● Trecho de origem

“Você sempre faz o que é esperado
de você?” Ouvi esse questionamento em um sábado à tarde, no curso de mídias
sociais. Fiquei um tempo a refletir, mas minha resposta veio rápida. – “Sim!” –
conversei mentalmente. “Que pena!”. Foi o comentário do instrutor. “Onde está o
elemento surpresa na sua vida?”. Era depois do almoço e eu levaria dali bem
mais do que aulas sobre facebook e instagram.
E seu eu pudesse ser outra dentro
de mim? Há espaço para mais? Fiquei a semana martelando a ideia e me lembrei da
dinâmica do sapato. Conhece? Um exercício que nos força a trocar os sapatos com
alguém para buscarmos a empatia por aquela luta, a vida que não a nossa. Tenho
pensado sobre essa proposta - Experimentar outros calçados, novas vestes de
mim.
Se você é daqueles que, como eu,
costuma organizar tudo (inclusive a vida do fulano, às vezes quando ele nem
pede), sabe o peso que é ser a juíza; pessoa que coordena, cobra, contemporiza
as divergências, faz check lists e procura encaixar as rotinas nos afazeres.
Outro dia me chamaram de general. O apelido não é novo. Uma faceta que
persiste, apesar dos desapegos da velha estrada. Descaminhos.
Só que a general quer sair de
férias. Cansou de ser a memória, a secretária e o despertador dos beltranos. Quer
calçar a sandália do rebelde, usar os óculos do louco e ver o mundo de ponta
cabeça. Vê se pode! Dizem que é libertador e ninguém morre com isso.

● Entradas
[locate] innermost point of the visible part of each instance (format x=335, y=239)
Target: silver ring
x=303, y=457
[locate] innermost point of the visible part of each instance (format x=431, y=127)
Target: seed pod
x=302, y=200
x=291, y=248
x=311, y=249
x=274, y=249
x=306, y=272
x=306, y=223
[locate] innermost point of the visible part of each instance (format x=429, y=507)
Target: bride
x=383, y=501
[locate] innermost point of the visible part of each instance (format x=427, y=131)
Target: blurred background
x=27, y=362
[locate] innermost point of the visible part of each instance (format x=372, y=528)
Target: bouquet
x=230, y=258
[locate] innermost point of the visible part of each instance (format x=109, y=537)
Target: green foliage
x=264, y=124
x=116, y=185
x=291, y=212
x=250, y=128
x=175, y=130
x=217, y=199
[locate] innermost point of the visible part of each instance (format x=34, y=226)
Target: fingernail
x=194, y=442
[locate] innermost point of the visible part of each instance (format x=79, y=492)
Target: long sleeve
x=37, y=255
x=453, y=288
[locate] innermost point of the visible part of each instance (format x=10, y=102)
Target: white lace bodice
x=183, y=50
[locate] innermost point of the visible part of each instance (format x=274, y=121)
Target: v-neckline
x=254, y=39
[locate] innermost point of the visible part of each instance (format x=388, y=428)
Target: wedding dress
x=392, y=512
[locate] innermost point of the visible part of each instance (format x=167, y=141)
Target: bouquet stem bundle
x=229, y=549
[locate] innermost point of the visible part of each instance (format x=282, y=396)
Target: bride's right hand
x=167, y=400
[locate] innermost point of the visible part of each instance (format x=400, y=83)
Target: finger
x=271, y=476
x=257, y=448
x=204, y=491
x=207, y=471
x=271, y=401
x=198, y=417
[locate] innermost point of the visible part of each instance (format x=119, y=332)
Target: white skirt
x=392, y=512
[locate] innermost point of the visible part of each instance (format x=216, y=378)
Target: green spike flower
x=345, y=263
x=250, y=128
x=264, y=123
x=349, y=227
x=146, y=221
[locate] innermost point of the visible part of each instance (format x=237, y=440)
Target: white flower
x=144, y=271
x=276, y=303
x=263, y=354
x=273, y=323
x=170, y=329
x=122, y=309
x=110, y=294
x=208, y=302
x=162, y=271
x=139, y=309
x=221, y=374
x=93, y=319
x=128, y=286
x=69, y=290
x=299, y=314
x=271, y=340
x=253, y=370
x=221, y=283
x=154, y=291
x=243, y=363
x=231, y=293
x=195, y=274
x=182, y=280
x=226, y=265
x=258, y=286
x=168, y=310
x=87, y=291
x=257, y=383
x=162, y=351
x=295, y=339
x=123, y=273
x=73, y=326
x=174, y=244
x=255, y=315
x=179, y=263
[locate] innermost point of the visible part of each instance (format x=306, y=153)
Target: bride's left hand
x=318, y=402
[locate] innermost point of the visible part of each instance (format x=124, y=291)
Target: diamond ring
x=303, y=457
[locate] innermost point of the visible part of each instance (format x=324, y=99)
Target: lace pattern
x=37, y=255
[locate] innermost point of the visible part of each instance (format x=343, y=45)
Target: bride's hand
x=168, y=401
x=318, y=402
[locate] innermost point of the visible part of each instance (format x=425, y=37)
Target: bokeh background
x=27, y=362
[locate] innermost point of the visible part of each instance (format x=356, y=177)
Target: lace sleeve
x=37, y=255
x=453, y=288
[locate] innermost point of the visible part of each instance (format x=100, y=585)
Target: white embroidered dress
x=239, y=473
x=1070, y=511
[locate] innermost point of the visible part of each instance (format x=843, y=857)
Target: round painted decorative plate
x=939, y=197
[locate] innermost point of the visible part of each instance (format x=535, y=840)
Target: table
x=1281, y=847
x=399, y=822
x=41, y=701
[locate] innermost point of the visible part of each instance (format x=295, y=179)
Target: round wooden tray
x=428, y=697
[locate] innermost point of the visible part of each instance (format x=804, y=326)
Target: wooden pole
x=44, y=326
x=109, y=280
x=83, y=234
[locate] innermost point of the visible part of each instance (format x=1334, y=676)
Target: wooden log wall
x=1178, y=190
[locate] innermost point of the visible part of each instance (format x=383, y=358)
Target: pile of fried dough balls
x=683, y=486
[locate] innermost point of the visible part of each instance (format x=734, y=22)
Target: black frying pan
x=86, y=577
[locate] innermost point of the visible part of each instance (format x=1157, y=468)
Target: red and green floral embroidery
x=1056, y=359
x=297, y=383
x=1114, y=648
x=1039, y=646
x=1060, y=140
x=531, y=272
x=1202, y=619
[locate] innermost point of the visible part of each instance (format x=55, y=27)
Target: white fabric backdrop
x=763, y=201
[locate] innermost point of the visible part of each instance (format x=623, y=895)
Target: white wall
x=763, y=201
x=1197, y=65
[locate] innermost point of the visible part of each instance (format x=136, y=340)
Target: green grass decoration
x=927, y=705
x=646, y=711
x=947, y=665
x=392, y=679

● O que fazer
1 > Segundo o trecho, em que dia e período foi feita a pergunta no curso de mídias sociais?
2 > Na parte das entradas que abre com a linha que contém "(format x=431, y=127)" e fecha com a linha que contém "x=383, y=501", ambas incluídas, altere "seed pod" para "pine cone" e reproduza apenas essas linhas, com todo o resto inalterado.
O trecho e as entradas têm origens distintas.

● Respostas do exercício
1 > Em um sábado à tarde.

2 >
[locate] innermost point of the visible part of each instance (format x=431, y=127)
Target: pine cone
x=302, y=200
x=291, y=248
x=311, y=249
x=274, y=249
x=306, y=272
x=306, y=223
[locate] innermost point of the visible part of each instance (format x=429, y=507)
Target: bride
x=383, y=501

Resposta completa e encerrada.